[Dataset extract — start]
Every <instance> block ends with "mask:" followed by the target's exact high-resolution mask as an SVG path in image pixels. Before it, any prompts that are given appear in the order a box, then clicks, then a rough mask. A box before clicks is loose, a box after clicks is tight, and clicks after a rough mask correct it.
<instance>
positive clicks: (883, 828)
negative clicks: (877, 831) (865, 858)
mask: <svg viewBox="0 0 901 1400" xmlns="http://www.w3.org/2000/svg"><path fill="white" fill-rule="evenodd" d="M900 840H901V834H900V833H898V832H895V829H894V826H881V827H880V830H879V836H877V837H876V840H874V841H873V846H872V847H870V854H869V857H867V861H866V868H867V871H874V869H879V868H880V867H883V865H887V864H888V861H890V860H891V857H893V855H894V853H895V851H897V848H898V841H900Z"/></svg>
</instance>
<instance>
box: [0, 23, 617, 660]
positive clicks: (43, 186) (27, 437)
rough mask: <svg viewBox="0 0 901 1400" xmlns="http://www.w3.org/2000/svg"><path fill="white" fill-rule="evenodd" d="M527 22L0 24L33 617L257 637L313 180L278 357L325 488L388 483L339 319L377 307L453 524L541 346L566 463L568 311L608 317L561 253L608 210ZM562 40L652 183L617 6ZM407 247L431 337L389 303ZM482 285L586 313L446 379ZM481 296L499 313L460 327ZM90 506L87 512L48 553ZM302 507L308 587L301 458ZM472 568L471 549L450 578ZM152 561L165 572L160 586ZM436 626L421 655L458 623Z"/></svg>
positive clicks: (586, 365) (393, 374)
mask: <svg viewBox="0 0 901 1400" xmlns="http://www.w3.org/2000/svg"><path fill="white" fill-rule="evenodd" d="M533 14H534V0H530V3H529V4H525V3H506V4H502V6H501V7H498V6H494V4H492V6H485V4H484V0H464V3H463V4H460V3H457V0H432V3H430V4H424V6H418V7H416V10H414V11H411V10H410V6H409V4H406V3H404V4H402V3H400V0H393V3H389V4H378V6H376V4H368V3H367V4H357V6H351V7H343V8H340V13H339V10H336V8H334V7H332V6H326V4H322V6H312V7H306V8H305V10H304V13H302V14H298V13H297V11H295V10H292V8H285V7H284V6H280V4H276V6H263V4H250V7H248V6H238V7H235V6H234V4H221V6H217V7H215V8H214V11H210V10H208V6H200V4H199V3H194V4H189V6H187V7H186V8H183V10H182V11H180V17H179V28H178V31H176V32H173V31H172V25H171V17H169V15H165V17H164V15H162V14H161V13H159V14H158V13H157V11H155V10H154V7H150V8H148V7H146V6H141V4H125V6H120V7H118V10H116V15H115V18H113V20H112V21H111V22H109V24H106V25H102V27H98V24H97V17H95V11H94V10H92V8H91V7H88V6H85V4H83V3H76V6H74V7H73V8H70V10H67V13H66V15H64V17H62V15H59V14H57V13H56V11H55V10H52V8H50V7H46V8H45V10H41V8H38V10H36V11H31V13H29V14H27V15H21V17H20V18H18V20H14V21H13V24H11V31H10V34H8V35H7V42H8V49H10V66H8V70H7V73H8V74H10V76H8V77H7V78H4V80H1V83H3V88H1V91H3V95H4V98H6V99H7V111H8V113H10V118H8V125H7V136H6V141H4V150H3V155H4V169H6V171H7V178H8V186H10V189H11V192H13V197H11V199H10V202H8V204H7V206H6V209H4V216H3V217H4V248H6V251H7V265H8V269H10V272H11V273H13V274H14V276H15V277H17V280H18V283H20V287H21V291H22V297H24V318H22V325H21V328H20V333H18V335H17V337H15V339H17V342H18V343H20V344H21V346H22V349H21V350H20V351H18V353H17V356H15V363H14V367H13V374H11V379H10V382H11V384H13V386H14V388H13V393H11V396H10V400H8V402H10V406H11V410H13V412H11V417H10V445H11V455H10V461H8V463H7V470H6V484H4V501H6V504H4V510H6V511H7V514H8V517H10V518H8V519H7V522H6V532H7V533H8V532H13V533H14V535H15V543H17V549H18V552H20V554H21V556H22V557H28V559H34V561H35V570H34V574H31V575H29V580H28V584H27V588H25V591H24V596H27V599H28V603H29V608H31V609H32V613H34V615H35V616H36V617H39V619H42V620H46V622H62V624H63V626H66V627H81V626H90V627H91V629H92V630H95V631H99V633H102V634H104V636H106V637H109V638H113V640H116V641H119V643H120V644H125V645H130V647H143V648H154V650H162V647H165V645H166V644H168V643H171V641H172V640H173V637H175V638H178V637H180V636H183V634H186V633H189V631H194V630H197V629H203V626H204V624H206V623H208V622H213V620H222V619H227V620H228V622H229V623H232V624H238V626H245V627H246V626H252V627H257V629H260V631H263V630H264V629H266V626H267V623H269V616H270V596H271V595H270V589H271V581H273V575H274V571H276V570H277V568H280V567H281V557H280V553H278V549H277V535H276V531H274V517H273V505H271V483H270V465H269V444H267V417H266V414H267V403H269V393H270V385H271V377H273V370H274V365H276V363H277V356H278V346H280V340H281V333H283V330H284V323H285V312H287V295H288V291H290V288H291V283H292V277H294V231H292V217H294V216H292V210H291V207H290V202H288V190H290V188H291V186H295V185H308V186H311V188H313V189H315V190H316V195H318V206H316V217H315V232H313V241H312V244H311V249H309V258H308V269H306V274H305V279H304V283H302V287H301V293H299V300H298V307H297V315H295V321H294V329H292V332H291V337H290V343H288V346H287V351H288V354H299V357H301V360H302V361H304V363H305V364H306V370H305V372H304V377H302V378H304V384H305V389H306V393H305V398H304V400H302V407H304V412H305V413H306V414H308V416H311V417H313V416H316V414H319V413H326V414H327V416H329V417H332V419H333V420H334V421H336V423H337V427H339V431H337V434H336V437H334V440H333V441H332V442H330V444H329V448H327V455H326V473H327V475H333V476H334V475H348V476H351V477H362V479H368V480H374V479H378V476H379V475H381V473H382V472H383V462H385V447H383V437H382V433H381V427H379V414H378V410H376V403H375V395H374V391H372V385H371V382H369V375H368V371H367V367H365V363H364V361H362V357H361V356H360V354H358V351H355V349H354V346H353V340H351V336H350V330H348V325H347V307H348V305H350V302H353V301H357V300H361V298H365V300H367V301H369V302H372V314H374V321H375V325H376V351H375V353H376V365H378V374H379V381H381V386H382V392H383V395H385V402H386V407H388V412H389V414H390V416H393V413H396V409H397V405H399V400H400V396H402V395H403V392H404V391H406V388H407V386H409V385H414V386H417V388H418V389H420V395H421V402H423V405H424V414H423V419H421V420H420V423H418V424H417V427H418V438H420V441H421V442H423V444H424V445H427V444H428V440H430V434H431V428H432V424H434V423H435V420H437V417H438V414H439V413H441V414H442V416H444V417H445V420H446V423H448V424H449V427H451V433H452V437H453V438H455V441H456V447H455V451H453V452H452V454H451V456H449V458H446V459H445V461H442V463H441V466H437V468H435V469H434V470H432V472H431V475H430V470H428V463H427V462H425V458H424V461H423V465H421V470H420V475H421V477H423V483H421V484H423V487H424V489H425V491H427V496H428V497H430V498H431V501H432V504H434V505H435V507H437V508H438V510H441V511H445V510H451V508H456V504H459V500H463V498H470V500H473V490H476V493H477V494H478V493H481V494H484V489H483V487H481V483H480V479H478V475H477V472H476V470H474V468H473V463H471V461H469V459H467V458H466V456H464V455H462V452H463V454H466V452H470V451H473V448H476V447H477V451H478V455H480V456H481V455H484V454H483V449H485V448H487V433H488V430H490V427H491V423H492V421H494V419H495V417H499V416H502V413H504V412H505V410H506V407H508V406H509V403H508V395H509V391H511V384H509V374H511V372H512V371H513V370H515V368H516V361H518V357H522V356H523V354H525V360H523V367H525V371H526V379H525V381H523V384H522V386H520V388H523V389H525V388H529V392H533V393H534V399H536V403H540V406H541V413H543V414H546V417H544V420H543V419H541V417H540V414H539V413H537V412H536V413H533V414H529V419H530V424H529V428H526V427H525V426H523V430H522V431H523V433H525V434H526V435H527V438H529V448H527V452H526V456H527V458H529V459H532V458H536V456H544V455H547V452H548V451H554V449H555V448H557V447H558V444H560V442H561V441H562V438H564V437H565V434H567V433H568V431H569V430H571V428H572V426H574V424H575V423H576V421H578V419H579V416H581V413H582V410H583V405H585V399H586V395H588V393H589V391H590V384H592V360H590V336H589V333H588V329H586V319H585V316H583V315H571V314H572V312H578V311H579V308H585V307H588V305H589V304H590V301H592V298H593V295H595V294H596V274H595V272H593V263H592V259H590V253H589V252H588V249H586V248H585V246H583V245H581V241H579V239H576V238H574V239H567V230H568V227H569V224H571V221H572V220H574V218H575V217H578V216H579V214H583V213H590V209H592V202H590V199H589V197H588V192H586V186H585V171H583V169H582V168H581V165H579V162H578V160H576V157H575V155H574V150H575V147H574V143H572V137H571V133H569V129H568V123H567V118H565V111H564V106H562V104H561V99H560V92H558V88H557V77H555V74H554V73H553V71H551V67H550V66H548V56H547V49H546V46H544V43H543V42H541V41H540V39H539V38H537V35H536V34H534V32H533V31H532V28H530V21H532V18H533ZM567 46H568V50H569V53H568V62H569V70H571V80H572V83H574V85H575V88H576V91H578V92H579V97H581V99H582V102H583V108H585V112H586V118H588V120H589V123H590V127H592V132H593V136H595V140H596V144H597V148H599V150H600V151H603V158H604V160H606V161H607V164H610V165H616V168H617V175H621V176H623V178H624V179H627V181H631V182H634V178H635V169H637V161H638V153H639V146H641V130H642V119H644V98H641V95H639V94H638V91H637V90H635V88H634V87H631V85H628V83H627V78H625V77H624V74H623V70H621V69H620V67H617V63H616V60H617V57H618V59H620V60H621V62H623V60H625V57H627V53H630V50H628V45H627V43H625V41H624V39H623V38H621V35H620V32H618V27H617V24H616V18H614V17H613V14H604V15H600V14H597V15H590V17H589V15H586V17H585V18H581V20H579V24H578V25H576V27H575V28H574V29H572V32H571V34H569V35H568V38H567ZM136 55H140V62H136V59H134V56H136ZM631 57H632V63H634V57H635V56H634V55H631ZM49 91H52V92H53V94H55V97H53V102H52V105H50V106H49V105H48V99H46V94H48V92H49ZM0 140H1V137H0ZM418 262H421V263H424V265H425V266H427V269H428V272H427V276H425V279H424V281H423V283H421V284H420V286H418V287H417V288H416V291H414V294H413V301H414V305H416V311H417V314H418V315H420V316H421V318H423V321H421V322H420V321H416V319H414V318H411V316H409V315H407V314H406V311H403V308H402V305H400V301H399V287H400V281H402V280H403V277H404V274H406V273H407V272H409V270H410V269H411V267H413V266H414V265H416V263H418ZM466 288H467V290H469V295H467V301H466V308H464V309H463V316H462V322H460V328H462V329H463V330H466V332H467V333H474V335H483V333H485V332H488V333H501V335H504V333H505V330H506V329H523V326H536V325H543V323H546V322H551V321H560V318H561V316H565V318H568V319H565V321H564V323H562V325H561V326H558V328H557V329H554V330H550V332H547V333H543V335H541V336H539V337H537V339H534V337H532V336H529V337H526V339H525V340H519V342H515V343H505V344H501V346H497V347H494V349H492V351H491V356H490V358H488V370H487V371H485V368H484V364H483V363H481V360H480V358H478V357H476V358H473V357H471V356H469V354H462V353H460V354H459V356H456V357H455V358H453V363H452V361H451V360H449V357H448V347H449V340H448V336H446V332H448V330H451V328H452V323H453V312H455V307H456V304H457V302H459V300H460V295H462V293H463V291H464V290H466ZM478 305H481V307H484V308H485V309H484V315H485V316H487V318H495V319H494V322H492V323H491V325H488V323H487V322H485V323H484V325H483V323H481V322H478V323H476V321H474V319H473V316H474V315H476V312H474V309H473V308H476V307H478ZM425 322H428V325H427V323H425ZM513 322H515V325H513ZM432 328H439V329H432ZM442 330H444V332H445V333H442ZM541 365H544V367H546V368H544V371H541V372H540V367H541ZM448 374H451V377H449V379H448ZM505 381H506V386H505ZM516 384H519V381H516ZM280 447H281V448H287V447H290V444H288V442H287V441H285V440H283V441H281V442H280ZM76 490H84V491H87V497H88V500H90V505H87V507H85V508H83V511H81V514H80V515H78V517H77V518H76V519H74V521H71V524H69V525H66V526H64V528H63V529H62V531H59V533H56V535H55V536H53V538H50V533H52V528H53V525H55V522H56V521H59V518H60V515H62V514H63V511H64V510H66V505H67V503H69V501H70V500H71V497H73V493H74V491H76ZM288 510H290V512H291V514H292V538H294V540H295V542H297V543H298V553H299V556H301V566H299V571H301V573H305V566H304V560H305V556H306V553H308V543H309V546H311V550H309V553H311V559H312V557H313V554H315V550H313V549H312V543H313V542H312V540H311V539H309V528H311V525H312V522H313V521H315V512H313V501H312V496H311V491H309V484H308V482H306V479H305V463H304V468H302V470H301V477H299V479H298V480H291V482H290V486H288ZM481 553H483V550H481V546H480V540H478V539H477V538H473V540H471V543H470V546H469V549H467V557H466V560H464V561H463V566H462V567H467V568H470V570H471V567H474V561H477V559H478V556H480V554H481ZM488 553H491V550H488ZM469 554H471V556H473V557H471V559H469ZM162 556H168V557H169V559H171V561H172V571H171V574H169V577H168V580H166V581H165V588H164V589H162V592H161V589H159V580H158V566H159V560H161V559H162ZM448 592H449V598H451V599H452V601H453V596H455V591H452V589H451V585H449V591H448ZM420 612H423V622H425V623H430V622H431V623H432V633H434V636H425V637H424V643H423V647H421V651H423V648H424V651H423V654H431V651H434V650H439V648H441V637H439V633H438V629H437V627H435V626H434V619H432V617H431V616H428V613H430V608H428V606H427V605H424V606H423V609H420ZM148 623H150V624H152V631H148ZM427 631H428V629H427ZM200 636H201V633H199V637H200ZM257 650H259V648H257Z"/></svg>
[Dataset extract — finish]
(Brief)
Rewrite the records from their start through the line containing "rough mask: <svg", inclusive, changing "positive clicks" to "foreground clicks" and leaving everything else as it is.

(Solved problem)
Every <instance> block ends with "mask:" followed by the target's exact high-resolution mask as an SVG path in image pixels. Before it, any prompts that are given appear in the order a box, then clicks, then a rough mask. A box before clicks is loose, a box after clicks is tight, and clicks after a rough mask correct it.
<instance>
foreground clicks: (883, 828)
negative clicks: (877, 831) (865, 858)
mask: <svg viewBox="0 0 901 1400" xmlns="http://www.w3.org/2000/svg"><path fill="white" fill-rule="evenodd" d="M900 840H901V834H900V833H898V832H895V829H894V826H881V827H880V830H879V836H877V837H876V840H874V841H873V846H872V847H870V854H869V857H867V861H866V868H867V871H874V869H879V868H880V867H883V865H887V864H888V861H890V860H891V857H893V855H894V853H895V851H897V848H898V841H900Z"/></svg>
</instance>
<instance>
box: [0, 23, 617, 660]
foreground clicks: (43, 186) (27, 437)
rough mask: <svg viewBox="0 0 901 1400" xmlns="http://www.w3.org/2000/svg"><path fill="white" fill-rule="evenodd" d="M527 22L0 24L33 617L257 637L313 180L278 357L325 488L388 483L339 319L377 307L453 524L541 346L566 463L568 311L608 317L561 253L608 210ZM562 40L652 183L617 6ZM407 247L431 337L389 303ZM482 285L586 313L446 379ZM481 296L499 313L460 327ZM90 506L87 512L48 553ZM302 507L308 587L301 458ZM472 568L471 549L450 578ZM152 561L165 572L160 586ZM436 626L421 655L458 623Z"/></svg>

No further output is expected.